**ЗАДАНИЯ:**
1. Выберите из приведенных ниже строк все, где встречается слово «tree», и перепишите их.
2. Продолжите текст о мальчике, которого отправили к дядям с известием о том, что мужа его сестры призвали на фронт. Начните сразу после последнего предложения.

**ТЕКСТ:**
══════════
Поскольку я приобрел уверенность и умение предлагать свой товар, дела мои шли так успешно, что за те же семь дней я заработал уже девять рублей сорок копеек. Когда я с пустыми санками возвратился домой, во всей округе заговорили о моих удачных поездках; родственники и соседи приходили взглянуть на "умельца". Мать с гордостью влажными главами смотрела на своего Саньку. В глазах братьев и сестер я читал уважение, смешанное с завистью. А я? Я чувствовал себя героем!
Началась русско-японская война. Она требовала все новых и новых солдат. Мужчины уходили из своих семей. Летом это горе пришло и в наш дом: моя старшая сестра Таня, год назад вышедшая замуж за очень хорошего человека в своей же деревне, проводила на фронт мужа, солдата запаса. Вся семья была удручена свалившейся на нее бедой. Родителям захотелось поставить в известность о случившемся своих братьев, работавших в Кохме и в Иваново. Было решено роль вестника возложить на меня. Адреса дядей записали на бумагу, а бумагу спрятали за околыш моей фуражки.
Ранним летним утром я выбежал из дому, босоногий, но гордый доверенным мне делом. Мой путь пролегал через Шую, Кохму и Иваново. Заночевать я решил сперва в Иваново. Но там моя весть была принята довольно равнодушно. Я даже услышал в ответ: "Стоило из-за этого бежать пятьдесят верст! Других-то уж давно призвали на войну". Такое равнодушие я посчитал большой обидой для нашей семьи, ночевать у дяди отказался и, несмотря на усталость, ушел в Кохму.
══════════
(Записи набора данных с точечной разметкой)
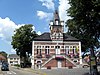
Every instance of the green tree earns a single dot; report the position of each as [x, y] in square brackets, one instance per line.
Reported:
[4, 54]
[22, 41]
[85, 23]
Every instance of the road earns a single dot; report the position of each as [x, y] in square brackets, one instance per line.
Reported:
[75, 71]
[15, 71]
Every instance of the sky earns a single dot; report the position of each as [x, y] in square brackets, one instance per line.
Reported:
[17, 13]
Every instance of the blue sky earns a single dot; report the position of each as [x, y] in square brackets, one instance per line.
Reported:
[15, 13]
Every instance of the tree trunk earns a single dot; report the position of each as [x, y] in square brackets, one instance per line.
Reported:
[93, 62]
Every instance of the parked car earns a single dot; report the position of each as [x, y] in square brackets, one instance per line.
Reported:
[5, 67]
[84, 65]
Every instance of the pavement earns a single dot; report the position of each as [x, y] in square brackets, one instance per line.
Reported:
[39, 72]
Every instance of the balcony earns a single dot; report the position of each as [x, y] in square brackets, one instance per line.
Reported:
[47, 56]
[39, 56]
[59, 57]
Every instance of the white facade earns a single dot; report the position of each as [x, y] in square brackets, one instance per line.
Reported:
[13, 60]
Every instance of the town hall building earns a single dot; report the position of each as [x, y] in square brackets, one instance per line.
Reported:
[55, 49]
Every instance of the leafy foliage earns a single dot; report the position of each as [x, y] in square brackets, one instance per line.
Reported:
[22, 40]
[85, 22]
[4, 54]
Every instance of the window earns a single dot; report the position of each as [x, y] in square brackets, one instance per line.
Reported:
[39, 50]
[47, 50]
[11, 58]
[56, 22]
[67, 50]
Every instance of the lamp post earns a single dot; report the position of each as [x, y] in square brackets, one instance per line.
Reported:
[93, 63]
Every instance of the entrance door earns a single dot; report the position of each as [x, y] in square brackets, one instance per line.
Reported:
[57, 50]
[59, 64]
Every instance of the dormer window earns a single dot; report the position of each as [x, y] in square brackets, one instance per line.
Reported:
[62, 23]
[51, 23]
[56, 22]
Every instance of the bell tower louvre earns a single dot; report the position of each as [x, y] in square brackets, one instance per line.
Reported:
[56, 27]
[55, 49]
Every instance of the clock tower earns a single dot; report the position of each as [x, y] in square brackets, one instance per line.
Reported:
[56, 27]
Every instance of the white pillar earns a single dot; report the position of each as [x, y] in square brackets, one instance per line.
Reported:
[32, 58]
[80, 53]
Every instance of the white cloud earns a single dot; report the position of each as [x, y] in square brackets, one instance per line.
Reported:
[44, 15]
[48, 3]
[13, 51]
[7, 28]
[63, 6]
[39, 33]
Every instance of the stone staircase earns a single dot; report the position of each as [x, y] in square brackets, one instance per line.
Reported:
[53, 56]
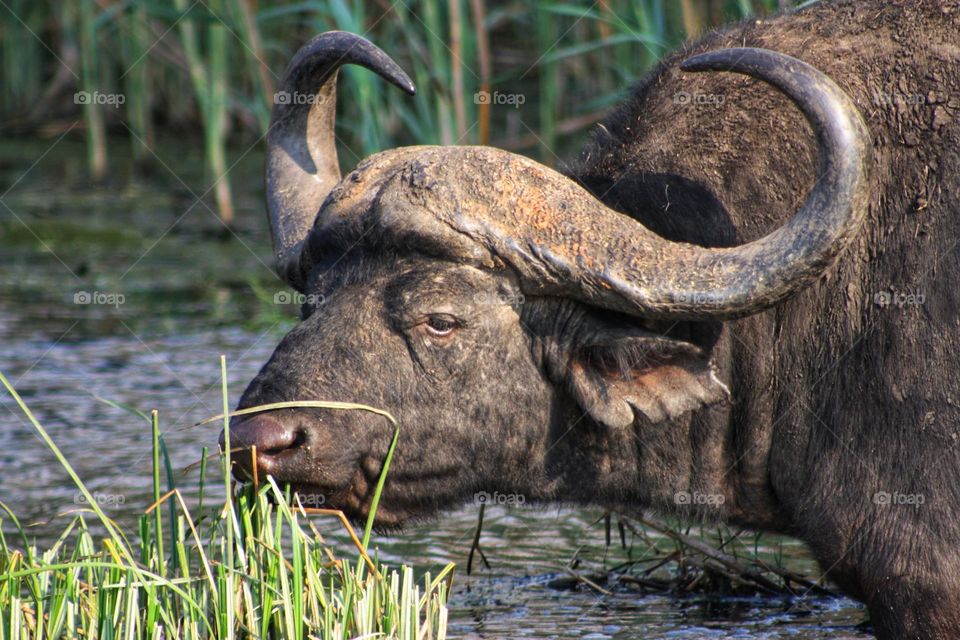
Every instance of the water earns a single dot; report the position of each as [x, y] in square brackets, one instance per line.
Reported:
[170, 292]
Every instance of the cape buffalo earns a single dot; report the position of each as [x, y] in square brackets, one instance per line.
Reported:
[746, 291]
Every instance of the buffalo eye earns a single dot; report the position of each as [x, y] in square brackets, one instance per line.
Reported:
[441, 325]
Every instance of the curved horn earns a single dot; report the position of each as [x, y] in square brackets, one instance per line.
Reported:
[302, 165]
[492, 208]
[560, 240]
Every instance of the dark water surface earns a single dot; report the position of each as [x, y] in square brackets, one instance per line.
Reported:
[169, 291]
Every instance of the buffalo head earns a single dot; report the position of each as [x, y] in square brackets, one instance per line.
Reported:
[493, 305]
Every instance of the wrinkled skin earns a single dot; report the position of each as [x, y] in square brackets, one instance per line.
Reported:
[798, 417]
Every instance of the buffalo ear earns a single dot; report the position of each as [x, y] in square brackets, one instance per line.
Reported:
[622, 371]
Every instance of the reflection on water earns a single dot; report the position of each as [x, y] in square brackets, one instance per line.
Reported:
[189, 296]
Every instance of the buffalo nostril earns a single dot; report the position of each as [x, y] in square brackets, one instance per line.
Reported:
[269, 435]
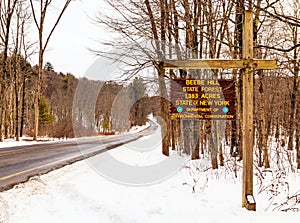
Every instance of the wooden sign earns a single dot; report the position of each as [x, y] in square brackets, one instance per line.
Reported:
[202, 99]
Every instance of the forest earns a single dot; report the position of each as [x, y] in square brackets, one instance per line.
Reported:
[154, 31]
[148, 32]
══════════
**ОТВЕТЫ К ЗАДАНИЯМ:**
1.
Every instance of the green tree earns a single dot; report the position of each as [x, y] in square brackets, one instance per line.
Every instance of the tree trunk earns a single dot; report the position of each as [x, y] in square brackets, one instance per line.

2.
В Кохме дядя Павел встретил меня приветливо, пожалел сестру Таню, пожелал благополучного возвращения ее мужу. Очень удивился моей выносливости: за один день пробежать шестьдесят две версты - не шутка! И похвалил за то, что я пришел ночевать к нему.
Утром, прощаясь с дядей Павлом и его женой, я получил в подарок серебряный гривенник - по тому времени это были деньги! Поблагодарив за все, я крепко зажал гривенник в руке и тронулся в обратный путь.
После неудачной поездки в Саратовскую губернию отец теперь всегда искал зимнюю работу поближе к дому, чтобы не тратиться на билеты. Так было и в этот раз. Он сообщил письмом, что нашел работу в ста пятидесяти верстах от дома. Точно указывал маршрут, которого я должен был держаться, называл подробно те деревни, через которые я должен был проходить, упомянул, что в середине пути будет большой лес. В нем часовня, возле которой протекает ручей с целебной водой - отец велел из него и умыться, и напиться.
Собрал я необходимые для выделки овчин инструменты. Мать, как всегда, поехала на лошади проводить меня. "Все поменьше верст будешь шагать, Санька". Конечно, мать заплакала, когда увидела все сумки и котомки, которые я навьючил на свои плечи. Мне так ее было жаль, так хотелось ее утешить, что я веселым голосом воскликнул: "Ничего, маменька, не плачь, не горюй, ходить мне не привыкать, да и сумки легкие, хотя их много".
Путь был рассчитан на шесть дней. Ночевал я в указанных отцом деревнях, точно держался дорожных примет и наконец дошел до леса.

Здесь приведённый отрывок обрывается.